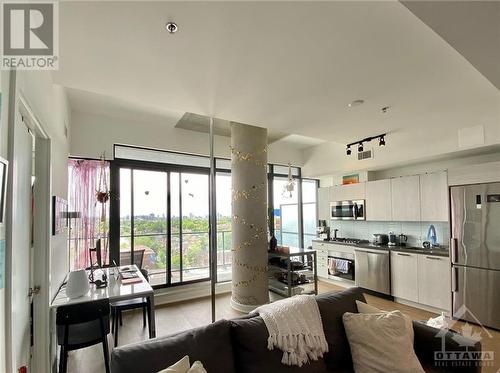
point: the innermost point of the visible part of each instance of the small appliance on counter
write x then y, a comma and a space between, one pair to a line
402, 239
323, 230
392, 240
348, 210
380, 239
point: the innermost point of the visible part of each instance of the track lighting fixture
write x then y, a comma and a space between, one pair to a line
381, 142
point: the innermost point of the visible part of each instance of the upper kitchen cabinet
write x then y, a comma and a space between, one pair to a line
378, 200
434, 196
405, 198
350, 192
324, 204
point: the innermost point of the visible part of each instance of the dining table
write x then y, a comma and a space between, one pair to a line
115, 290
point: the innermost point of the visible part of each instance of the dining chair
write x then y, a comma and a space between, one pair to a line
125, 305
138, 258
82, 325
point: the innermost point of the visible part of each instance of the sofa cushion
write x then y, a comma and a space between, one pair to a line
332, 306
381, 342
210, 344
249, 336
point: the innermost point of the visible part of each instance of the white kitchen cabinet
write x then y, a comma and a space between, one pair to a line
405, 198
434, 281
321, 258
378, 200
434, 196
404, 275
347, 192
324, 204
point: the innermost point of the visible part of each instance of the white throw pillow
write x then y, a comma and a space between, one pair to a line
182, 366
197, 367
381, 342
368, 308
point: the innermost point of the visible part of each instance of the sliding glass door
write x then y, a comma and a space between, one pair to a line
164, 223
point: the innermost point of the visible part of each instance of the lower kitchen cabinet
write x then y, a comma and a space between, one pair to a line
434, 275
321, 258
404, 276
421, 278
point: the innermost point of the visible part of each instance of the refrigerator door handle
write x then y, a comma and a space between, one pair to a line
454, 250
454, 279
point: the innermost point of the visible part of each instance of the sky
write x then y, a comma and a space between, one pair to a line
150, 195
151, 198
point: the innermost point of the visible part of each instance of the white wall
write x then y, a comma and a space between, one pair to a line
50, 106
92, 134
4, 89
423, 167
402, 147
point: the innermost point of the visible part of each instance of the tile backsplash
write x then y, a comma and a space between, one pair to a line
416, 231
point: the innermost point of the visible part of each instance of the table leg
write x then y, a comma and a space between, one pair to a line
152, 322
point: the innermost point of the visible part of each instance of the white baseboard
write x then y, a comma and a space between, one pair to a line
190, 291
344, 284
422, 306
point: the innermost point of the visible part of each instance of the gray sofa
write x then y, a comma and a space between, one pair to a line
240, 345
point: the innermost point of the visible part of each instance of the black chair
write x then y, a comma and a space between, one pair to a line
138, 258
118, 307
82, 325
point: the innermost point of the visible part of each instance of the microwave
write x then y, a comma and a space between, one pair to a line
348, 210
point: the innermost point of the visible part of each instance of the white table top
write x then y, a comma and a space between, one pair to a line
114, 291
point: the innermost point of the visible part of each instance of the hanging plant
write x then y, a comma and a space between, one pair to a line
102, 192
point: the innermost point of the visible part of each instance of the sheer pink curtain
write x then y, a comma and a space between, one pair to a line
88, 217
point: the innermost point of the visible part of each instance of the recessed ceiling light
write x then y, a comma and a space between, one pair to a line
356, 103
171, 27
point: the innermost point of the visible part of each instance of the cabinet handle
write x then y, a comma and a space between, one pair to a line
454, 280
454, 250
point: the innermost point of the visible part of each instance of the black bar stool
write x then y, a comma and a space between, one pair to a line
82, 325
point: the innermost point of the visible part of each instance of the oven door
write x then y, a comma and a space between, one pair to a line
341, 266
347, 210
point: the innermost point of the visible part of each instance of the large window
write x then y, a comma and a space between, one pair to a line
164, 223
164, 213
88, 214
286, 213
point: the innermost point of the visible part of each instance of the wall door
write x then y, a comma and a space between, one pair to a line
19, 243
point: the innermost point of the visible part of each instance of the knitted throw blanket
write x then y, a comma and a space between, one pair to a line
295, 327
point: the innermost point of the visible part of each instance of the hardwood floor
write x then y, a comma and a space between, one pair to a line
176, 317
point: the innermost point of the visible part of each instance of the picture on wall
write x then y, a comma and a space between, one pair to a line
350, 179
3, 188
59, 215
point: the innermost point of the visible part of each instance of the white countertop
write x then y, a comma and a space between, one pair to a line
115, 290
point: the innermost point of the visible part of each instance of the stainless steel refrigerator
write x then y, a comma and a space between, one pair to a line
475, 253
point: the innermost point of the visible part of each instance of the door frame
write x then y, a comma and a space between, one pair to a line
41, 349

──────────────────────────────

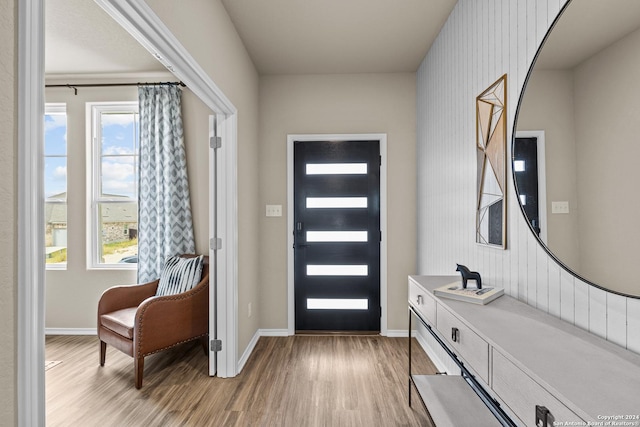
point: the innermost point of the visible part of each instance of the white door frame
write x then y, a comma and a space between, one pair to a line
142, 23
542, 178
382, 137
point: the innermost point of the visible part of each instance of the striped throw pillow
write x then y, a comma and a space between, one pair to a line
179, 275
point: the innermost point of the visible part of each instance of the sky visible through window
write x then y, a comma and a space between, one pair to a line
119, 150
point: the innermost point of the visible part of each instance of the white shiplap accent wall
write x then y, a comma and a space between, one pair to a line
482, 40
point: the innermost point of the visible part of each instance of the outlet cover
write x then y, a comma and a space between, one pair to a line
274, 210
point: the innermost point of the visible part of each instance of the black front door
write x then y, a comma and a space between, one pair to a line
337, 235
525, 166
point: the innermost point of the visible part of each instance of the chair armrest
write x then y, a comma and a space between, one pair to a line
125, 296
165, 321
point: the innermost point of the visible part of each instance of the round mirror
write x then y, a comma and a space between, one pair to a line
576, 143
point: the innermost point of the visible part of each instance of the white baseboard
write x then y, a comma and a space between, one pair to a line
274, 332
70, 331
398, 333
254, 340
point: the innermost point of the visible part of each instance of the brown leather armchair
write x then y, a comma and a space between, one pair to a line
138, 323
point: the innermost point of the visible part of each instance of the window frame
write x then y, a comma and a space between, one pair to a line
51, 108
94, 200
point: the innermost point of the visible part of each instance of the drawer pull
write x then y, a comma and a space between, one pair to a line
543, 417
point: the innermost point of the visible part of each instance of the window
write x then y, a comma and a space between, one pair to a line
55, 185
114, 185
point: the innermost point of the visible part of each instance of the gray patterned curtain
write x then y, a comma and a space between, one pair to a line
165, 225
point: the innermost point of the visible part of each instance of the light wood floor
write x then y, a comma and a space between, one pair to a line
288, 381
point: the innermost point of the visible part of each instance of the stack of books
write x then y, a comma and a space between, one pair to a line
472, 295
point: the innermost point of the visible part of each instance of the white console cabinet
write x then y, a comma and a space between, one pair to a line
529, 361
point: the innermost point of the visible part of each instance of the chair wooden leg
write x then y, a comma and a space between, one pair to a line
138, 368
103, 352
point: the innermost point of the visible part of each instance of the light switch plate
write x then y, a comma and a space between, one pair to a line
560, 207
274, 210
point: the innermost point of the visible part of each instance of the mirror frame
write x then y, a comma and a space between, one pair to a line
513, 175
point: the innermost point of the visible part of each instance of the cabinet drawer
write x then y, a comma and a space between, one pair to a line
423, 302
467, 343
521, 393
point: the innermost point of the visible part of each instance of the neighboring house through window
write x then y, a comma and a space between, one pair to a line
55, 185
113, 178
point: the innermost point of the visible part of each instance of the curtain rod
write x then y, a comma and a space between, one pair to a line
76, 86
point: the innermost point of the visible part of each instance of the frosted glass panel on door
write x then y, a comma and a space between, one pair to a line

──────────────────────────────

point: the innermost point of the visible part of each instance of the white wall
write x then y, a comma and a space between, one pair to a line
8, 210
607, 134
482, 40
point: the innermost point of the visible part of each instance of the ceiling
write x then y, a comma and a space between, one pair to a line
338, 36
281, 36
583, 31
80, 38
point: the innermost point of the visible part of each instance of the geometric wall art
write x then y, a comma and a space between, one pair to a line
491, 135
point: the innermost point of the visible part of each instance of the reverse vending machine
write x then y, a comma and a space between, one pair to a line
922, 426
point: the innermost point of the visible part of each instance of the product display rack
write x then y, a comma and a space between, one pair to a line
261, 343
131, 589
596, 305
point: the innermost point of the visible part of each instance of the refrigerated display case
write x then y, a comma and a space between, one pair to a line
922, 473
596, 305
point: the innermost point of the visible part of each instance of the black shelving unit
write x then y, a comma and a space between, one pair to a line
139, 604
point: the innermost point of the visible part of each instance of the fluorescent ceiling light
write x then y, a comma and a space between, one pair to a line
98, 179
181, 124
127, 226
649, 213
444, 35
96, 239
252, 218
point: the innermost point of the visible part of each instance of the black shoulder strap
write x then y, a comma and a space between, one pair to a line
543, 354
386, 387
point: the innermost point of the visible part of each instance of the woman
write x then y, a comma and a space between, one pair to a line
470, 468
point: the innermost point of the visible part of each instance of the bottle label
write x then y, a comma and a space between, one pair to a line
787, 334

──────────────────────────────

Job: State how many lines in the material above contain the word "kitchen". Give only the number.

The solution: 3